— START AVAILABLE DATA —

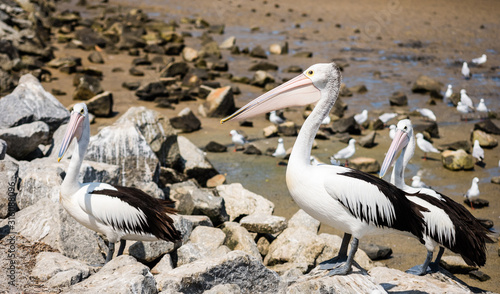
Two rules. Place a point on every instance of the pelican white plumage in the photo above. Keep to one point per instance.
(425, 145)
(425, 112)
(119, 213)
(357, 203)
(479, 60)
(447, 223)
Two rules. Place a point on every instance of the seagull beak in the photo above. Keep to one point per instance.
(296, 92)
(400, 141)
(75, 127)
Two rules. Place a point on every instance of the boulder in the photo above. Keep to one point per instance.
(29, 102)
(236, 267)
(24, 139)
(241, 202)
(457, 160)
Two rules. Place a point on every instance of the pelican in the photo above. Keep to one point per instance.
(355, 202)
(466, 71)
(448, 223)
(346, 152)
(479, 60)
(425, 145)
(477, 151)
(119, 213)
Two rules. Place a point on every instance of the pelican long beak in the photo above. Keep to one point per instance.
(400, 141)
(296, 92)
(74, 130)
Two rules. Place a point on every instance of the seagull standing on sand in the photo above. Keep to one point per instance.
(425, 112)
(425, 145)
(466, 70)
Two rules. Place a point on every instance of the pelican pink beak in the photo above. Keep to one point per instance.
(400, 141)
(296, 92)
(75, 128)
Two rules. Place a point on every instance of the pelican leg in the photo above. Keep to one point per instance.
(122, 247)
(340, 258)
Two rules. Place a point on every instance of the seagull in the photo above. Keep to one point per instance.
(425, 145)
(119, 213)
(481, 106)
(466, 71)
(355, 202)
(473, 191)
(477, 151)
(345, 153)
(238, 139)
(447, 223)
(479, 60)
(425, 112)
(360, 118)
(280, 150)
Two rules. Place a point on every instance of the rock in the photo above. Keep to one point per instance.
(101, 105)
(195, 163)
(457, 160)
(238, 238)
(368, 141)
(122, 274)
(240, 202)
(365, 164)
(158, 132)
(213, 146)
(25, 138)
(186, 121)
(485, 140)
(486, 126)
(9, 177)
(425, 84)
(264, 223)
(219, 103)
(29, 102)
(58, 270)
(398, 99)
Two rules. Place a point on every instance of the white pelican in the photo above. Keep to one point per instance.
(280, 150)
(425, 145)
(238, 139)
(119, 213)
(425, 112)
(477, 151)
(479, 60)
(448, 223)
(357, 203)
(466, 70)
(346, 152)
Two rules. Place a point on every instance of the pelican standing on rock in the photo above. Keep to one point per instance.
(447, 223)
(355, 202)
(119, 213)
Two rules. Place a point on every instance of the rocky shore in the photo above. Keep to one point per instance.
(156, 90)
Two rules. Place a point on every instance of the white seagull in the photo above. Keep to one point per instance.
(119, 213)
(357, 203)
(466, 70)
(425, 145)
(447, 223)
(479, 60)
(346, 152)
(425, 112)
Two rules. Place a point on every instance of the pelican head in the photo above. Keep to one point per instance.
(304, 89)
(404, 131)
(75, 127)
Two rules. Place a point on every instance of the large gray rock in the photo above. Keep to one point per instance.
(29, 102)
(158, 132)
(242, 202)
(236, 268)
(121, 275)
(24, 139)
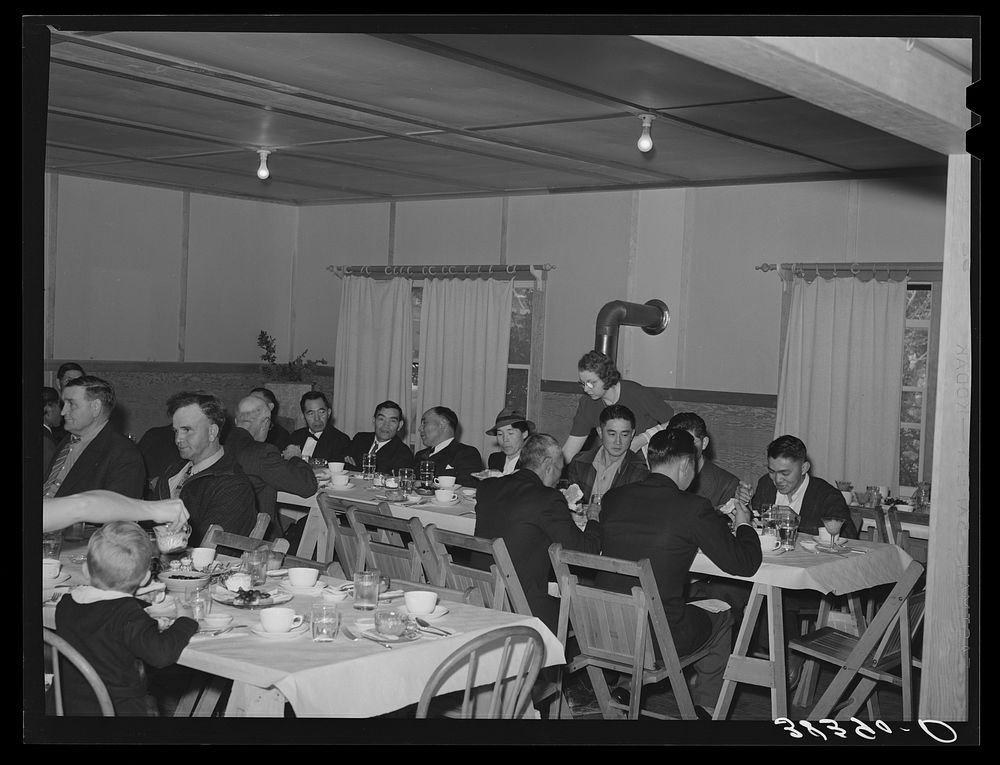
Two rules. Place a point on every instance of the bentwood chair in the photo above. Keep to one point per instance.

— END AVAILABLE DATA —

### [TASK GOAL]
Quote the listing above in full, except for the pictures.

### [EXERCISE RESPONSE]
Two rules. Place a point on every instance of the pelican white plumage in the photo above. Keep to one point per instance.
(425, 145)
(425, 112)
(119, 213)
(357, 203)
(479, 60)
(447, 223)
Two rules. Place a point on every instance of the seagull beak in the photo above. Keep to one point per instance.
(296, 92)
(400, 141)
(75, 127)
Two rules. Place a point on every instance of the boulder in the photo above. Keep to one point per instance.
(29, 102)
(236, 267)
(24, 139)
(241, 202)
(457, 160)
Two rules. Place a point on every instance of the pelican in the photo above. Keep to one point per instance.
(355, 202)
(466, 71)
(448, 223)
(346, 152)
(479, 60)
(425, 145)
(477, 151)
(119, 213)
Two rules. Place a point on every instance of the pelican long beak in the photo above. Keep to one point per instance.
(400, 141)
(296, 92)
(74, 130)
Two rules. Place a point on every instance of the seagull standing on sand in the photo above. Keep to one point per instance.
(425, 112)
(425, 145)
(466, 70)
Two rules. Place a point on every instance of the pelican pink beak in the photo above. Keep to one point per instance.
(400, 141)
(296, 92)
(75, 128)
Two rules. Place a point on every instance of the pelican leg in the photo above. Keep to one point per instance.
(122, 247)
(340, 258)
Two rules. Place a point on every instance of the seagull in the photo above. Keep to one point per instance.
(425, 145)
(119, 213)
(481, 106)
(466, 71)
(355, 202)
(473, 191)
(477, 151)
(345, 153)
(238, 139)
(447, 223)
(479, 60)
(425, 112)
(360, 118)
(280, 150)
Two rules. Place a point on every instance of the rock in the photo above. Keep to one point per instance.
(101, 105)
(195, 163)
(457, 160)
(238, 238)
(368, 141)
(122, 274)
(240, 202)
(365, 164)
(158, 132)
(213, 146)
(25, 138)
(186, 121)
(485, 140)
(486, 126)
(9, 177)
(425, 84)
(264, 223)
(219, 103)
(29, 102)
(58, 270)
(398, 99)
Two rules. Place a point on every instance of the white pelican in the photo above. Keep to one point per instance.
(280, 150)
(425, 145)
(238, 139)
(119, 213)
(425, 112)
(477, 151)
(479, 60)
(448, 223)
(357, 203)
(466, 70)
(346, 152)
Two rules. Place a point on every instance of the pelican standing on rock in the photo above. Keep to one point per instance.
(447, 223)
(355, 202)
(119, 213)
Two rules. Place a point on every instance of the rocky shore in the photo above. Keep to one point per instance.
(156, 90)
Two rules. Place a point on every instance of the white seagull in the photo above. Keep to one point per instance.
(119, 213)
(357, 203)
(466, 70)
(425, 145)
(447, 223)
(479, 60)
(346, 152)
(425, 112)
Two rules. Place a point on every instance of the pelican head in the photo above. Keep to one point per instance.
(304, 89)
(404, 131)
(75, 127)
Two rules. Place a point on every instance of the large gray rock in the photo above. Keep to one point per instance.
(29, 102)
(158, 132)
(242, 202)
(236, 268)
(121, 275)
(24, 139)
Two rules. Place a point on every instance of the bentwood chair in the photo above. Keep to one point per instance.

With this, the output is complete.